I think you gave the best advice. If you want to enjoy sex and don't want kids...there is not many choices out there. He and his wife is going to have to decide on something.
Get the snip. It can be reversed, but it is one foolproof way of preventing unwanted pregnancies.
Wow, it seems they need to go back to the drawing board and discuss contraception. Should have been done long before they got married. This is such an important part of marriage it is stunning it wasn't discussed completely and a joint decision made. Not a good sign, starting out. Hugs and bisous.
You give great advice...and I actually enjoyed the visuals. Am I turning straight? LOL!
The OP and his wife may have agreed never to have children, however most methods of contraception are not 100% reliable and they may be forced to accept having a child if conception and then full pregnancy accidentally occurs. You need to discuss what to do in advance if this should happen, so you are better prepared.
If the Church is against contraception, then its views on termination are probably even worse, meaning an accidental pregnancy will likely result in having to raise a child. Once you have a child, it's too late to enforce that agreement and you have to live with it. Putting children up for adoption is not an easy thing to do emotionally.
The OP also needs to consider his wife's views might change over time as her female nature really starts to assert itself and how this will be addressed.
There are many forms of contraception available and few are 100% effective, so the OP might want to consider using multiple types together if they truly don't want children. Tying of the tubes (for men or women) is the most effective method, however they require surgery and are not reversible which should be kept in mind (although it is possible to harvest and freeze eggs and sperm in advance to use in future).
There's also a female version of the male condom available.
The biggest issue is dealing with Church restrictions in one's life, so perhaps the greatest contraceptive is to leave Church influence and be free to use any of the methods available.
But when you think about it, sexual pleasure is still possible even if you don't engage in penis in vagina intercourse: the OP can use a pocket pussy or equivalent and a dildo on his wife plus all the other forms of sex; it's only a single form of sex that is vulnerable to procreation. Granted that form of sex is the most natural, but not necessarily the most pleasurable for either (see Tantra, G-spot, squirting and multiple prostate orgasms) and it also has its limitations in relying on the health of the penis and stamina of the man.
As for the OP being scared to tell his wife he used condoms, part of the agreement to never have children would necessarily have to include a discussion and agreement of what preventative measures to take and how you would move forward if they proved to be inadequate.
I think the couple needs to have this discussion ASAP.
What the OP's wife doesn't know about the condom usage can't hurt her (in fact it was protecting her), however if condoms end up being the chosen method and for some reason using condoms during the honeymoon comes up or fear about the perceived unprotected consequences, the OP can claim he was thinking of the agreement and her safety by taking the initiative (which is true, the Father facilitated contraception but it was the OP that chose to use them).
@ Gabriel - Are you turning straight? I doubt it. But, like any straight dude, you're focus is on the cock. 😊
Such nonesense ... how can a woman not notice the condom? Is she blind? Even in total darkness she would notice. Who ever thought of such an absurd story?
Anonymous - My situation may seem absurd to you but not everyone is experienced about the opposite sex and how it feels. Maybe she did notice. If she did she didn't say anything.

-.-.-

Which method does the comment thread on contraception call the most effective? The data that follows has no connection to the comment thread on contraception.

Source data.
-.-.-

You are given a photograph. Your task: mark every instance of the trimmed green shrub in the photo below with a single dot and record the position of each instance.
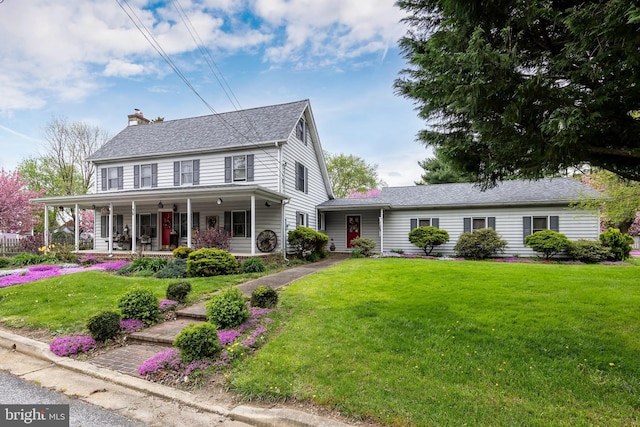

-.-.-

Answer to this exercise.
Tying of the tubes, for men or women.